-- start RECORD EXCERPTS --
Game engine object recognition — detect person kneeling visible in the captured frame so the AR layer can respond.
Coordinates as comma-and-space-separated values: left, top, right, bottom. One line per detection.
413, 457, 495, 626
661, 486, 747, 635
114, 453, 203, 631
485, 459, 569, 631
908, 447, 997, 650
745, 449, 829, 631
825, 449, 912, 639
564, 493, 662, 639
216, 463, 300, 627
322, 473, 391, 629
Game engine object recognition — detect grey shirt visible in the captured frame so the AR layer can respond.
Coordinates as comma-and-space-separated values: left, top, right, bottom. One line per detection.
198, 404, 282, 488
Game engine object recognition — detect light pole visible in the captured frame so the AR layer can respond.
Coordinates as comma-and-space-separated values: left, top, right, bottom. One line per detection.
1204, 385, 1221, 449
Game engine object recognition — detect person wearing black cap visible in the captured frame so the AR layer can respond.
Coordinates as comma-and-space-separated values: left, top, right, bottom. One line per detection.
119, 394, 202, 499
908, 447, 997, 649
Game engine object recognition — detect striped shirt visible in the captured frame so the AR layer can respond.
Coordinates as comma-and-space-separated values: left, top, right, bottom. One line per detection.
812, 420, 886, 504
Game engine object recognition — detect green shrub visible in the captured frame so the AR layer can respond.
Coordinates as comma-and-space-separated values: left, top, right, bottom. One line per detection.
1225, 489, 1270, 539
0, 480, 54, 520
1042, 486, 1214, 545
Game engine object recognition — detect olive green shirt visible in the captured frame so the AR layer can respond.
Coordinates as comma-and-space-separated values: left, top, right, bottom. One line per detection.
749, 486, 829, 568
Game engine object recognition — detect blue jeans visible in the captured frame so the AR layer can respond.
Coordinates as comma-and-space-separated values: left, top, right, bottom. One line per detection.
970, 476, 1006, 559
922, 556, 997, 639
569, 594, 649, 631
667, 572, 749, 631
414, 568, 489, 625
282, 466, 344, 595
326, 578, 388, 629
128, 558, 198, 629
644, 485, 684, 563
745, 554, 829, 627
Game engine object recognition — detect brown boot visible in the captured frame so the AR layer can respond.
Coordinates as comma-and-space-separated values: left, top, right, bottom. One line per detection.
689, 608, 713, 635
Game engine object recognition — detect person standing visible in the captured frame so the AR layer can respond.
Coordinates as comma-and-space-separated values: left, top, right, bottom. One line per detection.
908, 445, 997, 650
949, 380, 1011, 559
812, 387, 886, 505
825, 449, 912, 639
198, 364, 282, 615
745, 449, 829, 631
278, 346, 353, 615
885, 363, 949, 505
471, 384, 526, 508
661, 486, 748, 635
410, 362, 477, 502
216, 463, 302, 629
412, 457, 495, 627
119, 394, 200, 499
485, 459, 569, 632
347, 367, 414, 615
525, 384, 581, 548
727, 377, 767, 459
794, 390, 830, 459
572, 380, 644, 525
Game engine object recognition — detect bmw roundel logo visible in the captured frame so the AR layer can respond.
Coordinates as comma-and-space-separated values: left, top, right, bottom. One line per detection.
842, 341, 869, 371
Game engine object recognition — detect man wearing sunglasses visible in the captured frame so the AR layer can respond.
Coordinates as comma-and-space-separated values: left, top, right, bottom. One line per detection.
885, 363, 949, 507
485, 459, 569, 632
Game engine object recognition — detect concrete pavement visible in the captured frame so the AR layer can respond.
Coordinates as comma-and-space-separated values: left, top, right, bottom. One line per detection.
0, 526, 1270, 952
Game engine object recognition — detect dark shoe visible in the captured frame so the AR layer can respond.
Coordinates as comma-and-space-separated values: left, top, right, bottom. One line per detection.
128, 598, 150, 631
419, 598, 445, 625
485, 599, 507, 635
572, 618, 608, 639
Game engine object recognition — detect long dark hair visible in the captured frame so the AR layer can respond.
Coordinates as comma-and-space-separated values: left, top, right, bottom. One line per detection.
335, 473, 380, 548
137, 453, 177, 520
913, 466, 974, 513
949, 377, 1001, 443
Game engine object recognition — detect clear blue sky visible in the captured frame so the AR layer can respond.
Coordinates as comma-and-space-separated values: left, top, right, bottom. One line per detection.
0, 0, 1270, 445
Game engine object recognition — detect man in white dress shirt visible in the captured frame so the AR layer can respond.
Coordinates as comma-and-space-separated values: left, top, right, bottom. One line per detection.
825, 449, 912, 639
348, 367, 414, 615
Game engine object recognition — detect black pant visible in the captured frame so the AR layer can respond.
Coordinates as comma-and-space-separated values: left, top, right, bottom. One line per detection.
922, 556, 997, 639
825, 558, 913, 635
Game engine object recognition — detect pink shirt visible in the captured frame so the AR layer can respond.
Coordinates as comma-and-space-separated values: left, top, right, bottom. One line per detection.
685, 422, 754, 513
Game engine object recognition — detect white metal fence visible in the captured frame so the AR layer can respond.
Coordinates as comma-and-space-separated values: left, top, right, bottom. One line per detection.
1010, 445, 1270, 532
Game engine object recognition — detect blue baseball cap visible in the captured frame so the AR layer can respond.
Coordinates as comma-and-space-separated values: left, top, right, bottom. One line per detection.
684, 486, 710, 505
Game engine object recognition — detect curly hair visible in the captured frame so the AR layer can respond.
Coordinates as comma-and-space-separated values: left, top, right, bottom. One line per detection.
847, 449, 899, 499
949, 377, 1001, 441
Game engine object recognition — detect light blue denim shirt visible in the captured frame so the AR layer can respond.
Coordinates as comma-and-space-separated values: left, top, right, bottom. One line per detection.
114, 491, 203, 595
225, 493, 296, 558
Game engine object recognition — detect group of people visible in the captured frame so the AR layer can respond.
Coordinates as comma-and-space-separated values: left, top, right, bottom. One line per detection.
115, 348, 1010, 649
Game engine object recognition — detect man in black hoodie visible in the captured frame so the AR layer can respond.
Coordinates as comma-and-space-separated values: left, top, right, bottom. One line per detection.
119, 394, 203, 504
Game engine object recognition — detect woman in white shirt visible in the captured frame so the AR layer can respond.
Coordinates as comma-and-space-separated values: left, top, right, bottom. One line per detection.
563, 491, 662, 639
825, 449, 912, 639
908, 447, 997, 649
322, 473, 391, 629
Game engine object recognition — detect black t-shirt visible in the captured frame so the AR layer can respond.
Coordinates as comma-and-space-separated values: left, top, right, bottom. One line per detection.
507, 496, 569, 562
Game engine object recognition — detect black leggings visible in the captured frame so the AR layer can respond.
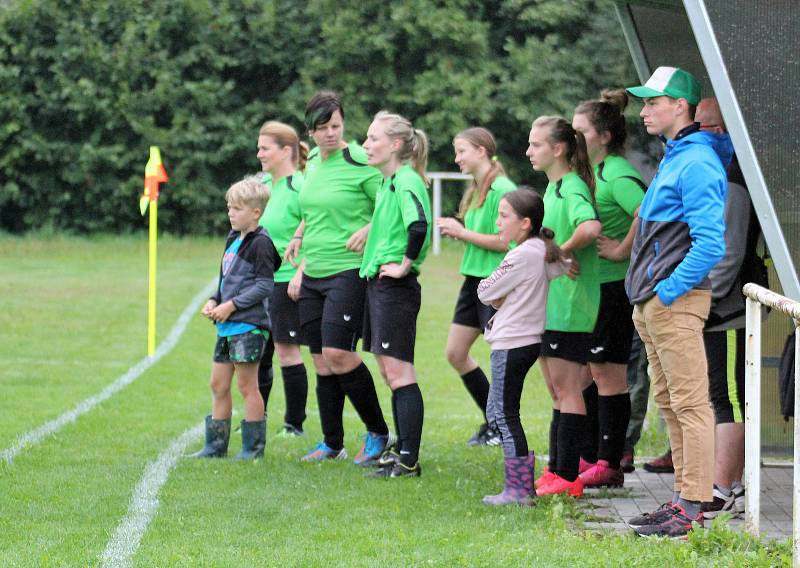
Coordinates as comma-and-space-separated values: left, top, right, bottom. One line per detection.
486, 343, 540, 458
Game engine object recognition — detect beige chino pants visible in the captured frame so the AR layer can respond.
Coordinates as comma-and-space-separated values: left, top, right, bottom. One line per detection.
633, 290, 714, 501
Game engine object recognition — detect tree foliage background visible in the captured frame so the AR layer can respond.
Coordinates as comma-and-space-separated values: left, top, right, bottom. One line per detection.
0, 0, 636, 234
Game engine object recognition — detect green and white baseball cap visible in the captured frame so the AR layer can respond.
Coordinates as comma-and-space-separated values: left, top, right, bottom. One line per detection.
626, 67, 700, 105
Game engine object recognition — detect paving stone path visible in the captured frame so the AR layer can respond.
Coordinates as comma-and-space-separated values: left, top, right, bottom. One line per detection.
582, 465, 792, 540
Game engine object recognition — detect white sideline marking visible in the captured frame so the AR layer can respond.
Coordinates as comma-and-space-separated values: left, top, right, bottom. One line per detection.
0, 277, 217, 463
100, 422, 205, 568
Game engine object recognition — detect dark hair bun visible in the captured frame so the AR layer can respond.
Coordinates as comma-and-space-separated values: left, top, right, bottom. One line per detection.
600, 89, 628, 114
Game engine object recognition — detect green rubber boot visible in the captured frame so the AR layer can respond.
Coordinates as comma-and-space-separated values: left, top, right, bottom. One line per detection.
189, 414, 231, 458
236, 418, 267, 460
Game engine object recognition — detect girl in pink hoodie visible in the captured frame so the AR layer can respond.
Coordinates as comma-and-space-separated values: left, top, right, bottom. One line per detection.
478, 188, 569, 505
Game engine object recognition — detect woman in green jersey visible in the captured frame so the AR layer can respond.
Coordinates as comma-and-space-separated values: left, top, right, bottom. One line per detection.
437, 127, 516, 446
526, 116, 601, 496
572, 89, 645, 487
287, 91, 389, 465
257, 121, 308, 436
360, 111, 431, 477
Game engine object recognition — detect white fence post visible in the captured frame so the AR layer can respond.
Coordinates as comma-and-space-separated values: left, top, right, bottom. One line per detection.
426, 172, 472, 255
743, 298, 761, 536
742, 283, 800, 568
433, 177, 442, 256
792, 320, 800, 568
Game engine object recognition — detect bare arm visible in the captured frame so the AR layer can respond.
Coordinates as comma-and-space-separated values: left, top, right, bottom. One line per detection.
436, 217, 508, 252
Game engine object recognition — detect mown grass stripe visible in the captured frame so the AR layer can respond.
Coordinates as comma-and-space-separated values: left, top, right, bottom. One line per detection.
101, 422, 205, 568
0, 277, 217, 463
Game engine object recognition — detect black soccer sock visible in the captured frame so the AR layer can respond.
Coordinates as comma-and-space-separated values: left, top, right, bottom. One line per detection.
281, 363, 308, 431
547, 408, 561, 473
258, 339, 275, 412
581, 381, 600, 463
317, 373, 344, 450
394, 383, 425, 467
556, 412, 586, 481
392, 391, 403, 451
597, 393, 631, 469
461, 367, 489, 418
337, 361, 389, 436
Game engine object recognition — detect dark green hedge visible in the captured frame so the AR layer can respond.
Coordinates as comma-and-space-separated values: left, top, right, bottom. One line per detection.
0, 0, 635, 234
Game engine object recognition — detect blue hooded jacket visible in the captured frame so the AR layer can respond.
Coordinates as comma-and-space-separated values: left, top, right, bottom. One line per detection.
625, 123, 733, 306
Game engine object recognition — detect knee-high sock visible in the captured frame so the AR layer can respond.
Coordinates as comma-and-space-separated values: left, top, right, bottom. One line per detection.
337, 362, 389, 436
581, 381, 600, 463
556, 412, 586, 481
258, 341, 275, 411
317, 374, 344, 450
392, 391, 403, 451
461, 367, 489, 418
394, 383, 425, 467
281, 363, 308, 430
597, 393, 631, 469
547, 408, 561, 473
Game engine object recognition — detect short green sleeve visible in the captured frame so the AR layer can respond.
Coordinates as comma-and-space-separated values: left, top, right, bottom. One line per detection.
611, 177, 644, 217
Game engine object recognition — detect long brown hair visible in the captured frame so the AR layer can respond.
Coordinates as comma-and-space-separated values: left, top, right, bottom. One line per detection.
453, 126, 506, 219
503, 185, 562, 262
373, 110, 428, 185
533, 116, 595, 201
575, 89, 628, 156
258, 120, 308, 171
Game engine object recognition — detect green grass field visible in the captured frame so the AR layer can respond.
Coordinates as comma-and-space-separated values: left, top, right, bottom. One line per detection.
0, 237, 788, 567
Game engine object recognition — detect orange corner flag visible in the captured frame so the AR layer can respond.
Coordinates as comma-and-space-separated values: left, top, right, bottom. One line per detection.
139, 146, 169, 215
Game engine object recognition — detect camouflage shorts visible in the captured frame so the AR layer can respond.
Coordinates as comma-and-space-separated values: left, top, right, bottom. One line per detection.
214, 331, 267, 363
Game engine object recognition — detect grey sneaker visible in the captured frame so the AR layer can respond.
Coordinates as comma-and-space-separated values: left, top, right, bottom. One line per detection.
701, 485, 736, 519
628, 503, 675, 529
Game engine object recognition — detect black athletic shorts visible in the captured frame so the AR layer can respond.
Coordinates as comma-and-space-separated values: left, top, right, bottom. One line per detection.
300, 269, 367, 354
364, 273, 422, 363
703, 329, 746, 424
588, 280, 634, 365
269, 282, 305, 345
542, 329, 592, 365
453, 276, 497, 333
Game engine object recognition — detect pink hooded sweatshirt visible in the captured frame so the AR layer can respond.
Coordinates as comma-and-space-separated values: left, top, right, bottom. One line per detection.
478, 238, 569, 349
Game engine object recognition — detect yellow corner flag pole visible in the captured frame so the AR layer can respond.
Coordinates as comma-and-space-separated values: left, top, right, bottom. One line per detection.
139, 146, 169, 357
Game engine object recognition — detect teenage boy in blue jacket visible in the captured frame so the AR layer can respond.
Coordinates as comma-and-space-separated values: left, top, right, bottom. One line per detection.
625, 67, 732, 538
192, 177, 281, 459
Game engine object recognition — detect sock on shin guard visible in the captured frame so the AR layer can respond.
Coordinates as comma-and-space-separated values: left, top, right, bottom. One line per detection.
461, 367, 489, 418
394, 383, 425, 467
337, 361, 389, 436
317, 374, 344, 450
392, 391, 402, 451
281, 363, 308, 430
581, 381, 600, 463
547, 408, 561, 473
597, 393, 631, 469
258, 355, 273, 411
556, 412, 586, 481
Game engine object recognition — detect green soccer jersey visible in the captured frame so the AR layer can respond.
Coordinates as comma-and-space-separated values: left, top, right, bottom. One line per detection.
259, 172, 303, 282
542, 172, 600, 333
360, 165, 431, 278
594, 155, 646, 283
300, 144, 383, 278
461, 176, 517, 278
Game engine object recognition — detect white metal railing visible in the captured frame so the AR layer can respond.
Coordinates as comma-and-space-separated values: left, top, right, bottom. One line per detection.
426, 172, 472, 255
742, 283, 800, 567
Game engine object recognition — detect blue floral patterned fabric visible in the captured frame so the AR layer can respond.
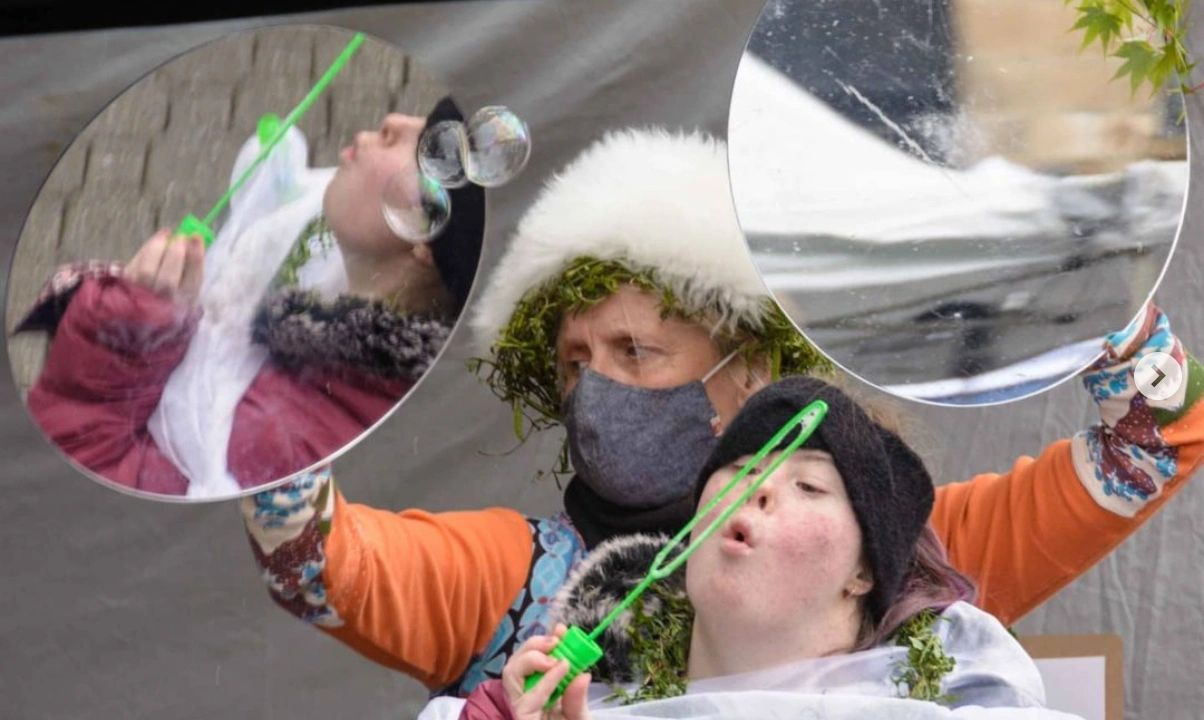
-- end RECORD EXCERPTS --
• EXERCISE DIRECTIONS
Reproduce, unchanged, the lines of the material above from the line containing "Game engine object recognition — detect pink shirt" through the line containing "115, 348, 1010, 649", including both of those lines.

• WRITTEN RESPONSE
Game engine object recognition — detect pink shirt visible in the captured frame so the AR layer can respond.
Coordinates as comma-and-space-separated values: left, top, right, bottom. One line per detection.
685, 422, 754, 513
Game engine object recognition — detect white metal fence visible in the captured frame so the AR layer can respond.
Coordinates as comma-and-space-separated values: left, top, right, bottom. One line per detection.
1010, 445, 1270, 532
Game engine object recognition — detect blue baseball cap visible in the captured frame so the AR layer can respond.
Coordinates as comma-and-space-separated values: left, top, right, bottom. One line per detection.
684, 486, 710, 505
Game engine object recognition — detect curly hair visible in the captured frame so the AR layer can respond.
Coordinates as comma-and-space-separated values: left, top, right, bottom. One line per detection.
847, 449, 899, 499
949, 377, 1001, 441
Game engine object recognition — detect light blue denim shirt visible in the captured frame so the AR layer can respond.
Coordinates as comma-and-space-separated values: left, top, right, bottom. One line per detection.
114, 491, 203, 595
225, 493, 296, 558
Game engine object recognition — detect group of people visible in the captured frame so the AR layer can respond.
Coordinates as comma-and-space-separated values: left, top, right, bottom. One line per detection.
115, 348, 1010, 649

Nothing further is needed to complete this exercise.